(Excerpts from location labeling data)
::::

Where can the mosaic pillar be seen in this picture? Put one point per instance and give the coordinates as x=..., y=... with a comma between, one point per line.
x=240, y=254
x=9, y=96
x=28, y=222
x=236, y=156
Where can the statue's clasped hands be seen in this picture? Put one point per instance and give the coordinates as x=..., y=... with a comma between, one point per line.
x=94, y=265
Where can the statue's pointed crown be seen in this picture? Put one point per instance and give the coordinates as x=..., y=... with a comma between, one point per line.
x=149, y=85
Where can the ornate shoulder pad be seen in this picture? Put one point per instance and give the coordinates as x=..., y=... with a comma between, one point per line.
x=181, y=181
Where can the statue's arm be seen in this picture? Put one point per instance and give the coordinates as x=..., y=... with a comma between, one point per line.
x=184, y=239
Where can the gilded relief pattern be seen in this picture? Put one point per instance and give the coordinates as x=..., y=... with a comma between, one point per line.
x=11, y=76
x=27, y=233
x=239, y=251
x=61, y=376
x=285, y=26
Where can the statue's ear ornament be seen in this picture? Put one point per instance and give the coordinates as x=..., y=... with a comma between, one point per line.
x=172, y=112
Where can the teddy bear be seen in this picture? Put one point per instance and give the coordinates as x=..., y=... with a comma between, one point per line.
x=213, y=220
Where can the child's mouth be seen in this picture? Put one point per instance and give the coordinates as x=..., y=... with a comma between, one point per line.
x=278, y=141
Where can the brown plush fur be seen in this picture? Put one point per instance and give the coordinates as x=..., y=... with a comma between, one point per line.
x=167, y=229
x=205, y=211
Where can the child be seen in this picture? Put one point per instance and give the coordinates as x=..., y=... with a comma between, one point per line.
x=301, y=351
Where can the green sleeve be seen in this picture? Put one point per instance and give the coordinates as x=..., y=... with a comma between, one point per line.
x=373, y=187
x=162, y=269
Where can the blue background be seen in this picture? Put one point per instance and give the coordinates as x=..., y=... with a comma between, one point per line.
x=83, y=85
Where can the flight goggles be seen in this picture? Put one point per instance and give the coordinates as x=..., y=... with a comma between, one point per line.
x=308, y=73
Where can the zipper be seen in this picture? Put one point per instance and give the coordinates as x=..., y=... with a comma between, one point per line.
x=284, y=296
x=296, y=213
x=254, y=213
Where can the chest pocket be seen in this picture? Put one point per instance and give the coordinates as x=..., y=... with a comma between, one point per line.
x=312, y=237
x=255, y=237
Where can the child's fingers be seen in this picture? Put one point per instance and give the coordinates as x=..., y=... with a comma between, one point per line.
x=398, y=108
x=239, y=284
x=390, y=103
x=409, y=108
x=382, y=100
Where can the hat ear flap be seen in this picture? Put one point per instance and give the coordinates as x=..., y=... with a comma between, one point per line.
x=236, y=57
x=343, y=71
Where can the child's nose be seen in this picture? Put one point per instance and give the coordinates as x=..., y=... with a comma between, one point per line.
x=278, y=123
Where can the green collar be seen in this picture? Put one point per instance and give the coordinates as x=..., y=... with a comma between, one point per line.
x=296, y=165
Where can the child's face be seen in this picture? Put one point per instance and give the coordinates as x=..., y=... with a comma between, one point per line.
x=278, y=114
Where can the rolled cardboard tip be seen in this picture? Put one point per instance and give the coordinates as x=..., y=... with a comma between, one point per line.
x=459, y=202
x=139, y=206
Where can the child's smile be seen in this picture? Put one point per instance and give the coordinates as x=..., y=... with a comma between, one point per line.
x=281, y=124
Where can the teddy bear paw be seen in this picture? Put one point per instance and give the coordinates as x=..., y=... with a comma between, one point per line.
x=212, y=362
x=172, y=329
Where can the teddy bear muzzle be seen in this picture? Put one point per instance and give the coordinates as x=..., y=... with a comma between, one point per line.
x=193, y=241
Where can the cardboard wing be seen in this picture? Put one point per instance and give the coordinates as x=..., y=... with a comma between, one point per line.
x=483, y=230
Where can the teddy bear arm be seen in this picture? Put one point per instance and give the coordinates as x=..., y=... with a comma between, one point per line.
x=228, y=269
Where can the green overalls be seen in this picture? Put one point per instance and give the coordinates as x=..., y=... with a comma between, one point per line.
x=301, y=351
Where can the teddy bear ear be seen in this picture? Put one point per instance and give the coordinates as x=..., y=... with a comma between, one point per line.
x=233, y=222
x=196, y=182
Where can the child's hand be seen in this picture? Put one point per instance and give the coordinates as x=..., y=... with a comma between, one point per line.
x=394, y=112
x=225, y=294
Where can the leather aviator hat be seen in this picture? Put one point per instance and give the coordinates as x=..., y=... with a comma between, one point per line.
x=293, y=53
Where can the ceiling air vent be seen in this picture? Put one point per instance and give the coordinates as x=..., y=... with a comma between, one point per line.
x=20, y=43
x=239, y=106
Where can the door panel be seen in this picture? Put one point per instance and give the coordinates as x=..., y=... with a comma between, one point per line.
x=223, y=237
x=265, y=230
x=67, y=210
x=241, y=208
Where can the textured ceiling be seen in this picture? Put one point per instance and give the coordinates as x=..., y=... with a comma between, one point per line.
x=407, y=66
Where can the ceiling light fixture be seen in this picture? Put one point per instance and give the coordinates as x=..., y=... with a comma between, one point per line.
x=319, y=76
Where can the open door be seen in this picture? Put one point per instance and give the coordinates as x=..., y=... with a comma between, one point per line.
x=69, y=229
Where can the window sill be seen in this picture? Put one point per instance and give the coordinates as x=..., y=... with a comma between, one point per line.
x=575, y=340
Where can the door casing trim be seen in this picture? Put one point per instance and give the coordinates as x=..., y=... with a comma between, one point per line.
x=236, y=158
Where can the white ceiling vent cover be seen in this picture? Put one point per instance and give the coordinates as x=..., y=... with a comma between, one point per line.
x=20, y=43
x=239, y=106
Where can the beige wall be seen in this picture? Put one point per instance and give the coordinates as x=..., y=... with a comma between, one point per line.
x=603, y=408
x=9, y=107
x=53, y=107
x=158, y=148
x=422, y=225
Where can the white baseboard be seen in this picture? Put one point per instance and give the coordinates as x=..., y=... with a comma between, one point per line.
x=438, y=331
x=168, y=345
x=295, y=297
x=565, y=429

::::

◆ To be done ◆
Please copy the lines of the data verbatim, starting with the line that contains "Where can the hat" and continuing through the line that contains "x=172, y=329".

◆ Worked answer ◆
Where can the hat ear flap be seen in this picture? Put one point per instance and give the coordinates as x=..., y=... with a comma between, one point per line.
x=236, y=57
x=343, y=71
Where can the child's nose be seen in this picture? Put one point per instance and give the coordinates as x=..., y=... with a comma between, one point per line.
x=278, y=123
Where can the green collar be seen in this picture? Put one point per instance and give the coordinates as x=..., y=... with a comma between, one point per line.
x=296, y=165
Where can the child's face be seen in this picture? Put one point per instance and give the coordinates as x=..., y=... with a comma between, one point per line.
x=278, y=114
Where can the rolled cardboard tip be seen in this picture? Put one point per instance and give the coordinates as x=..., y=... with a comma between, one point per line.
x=459, y=202
x=139, y=206
Where can the child's smile be seen in this picture? Put one point per instance and give the coordinates as x=..., y=... with a comma between, one point per line.
x=281, y=124
Where can the teddy bear paw be seen in this picture? Put one point per instance and give the coordinates as x=..., y=... with a comma between, one point per line.
x=212, y=362
x=172, y=329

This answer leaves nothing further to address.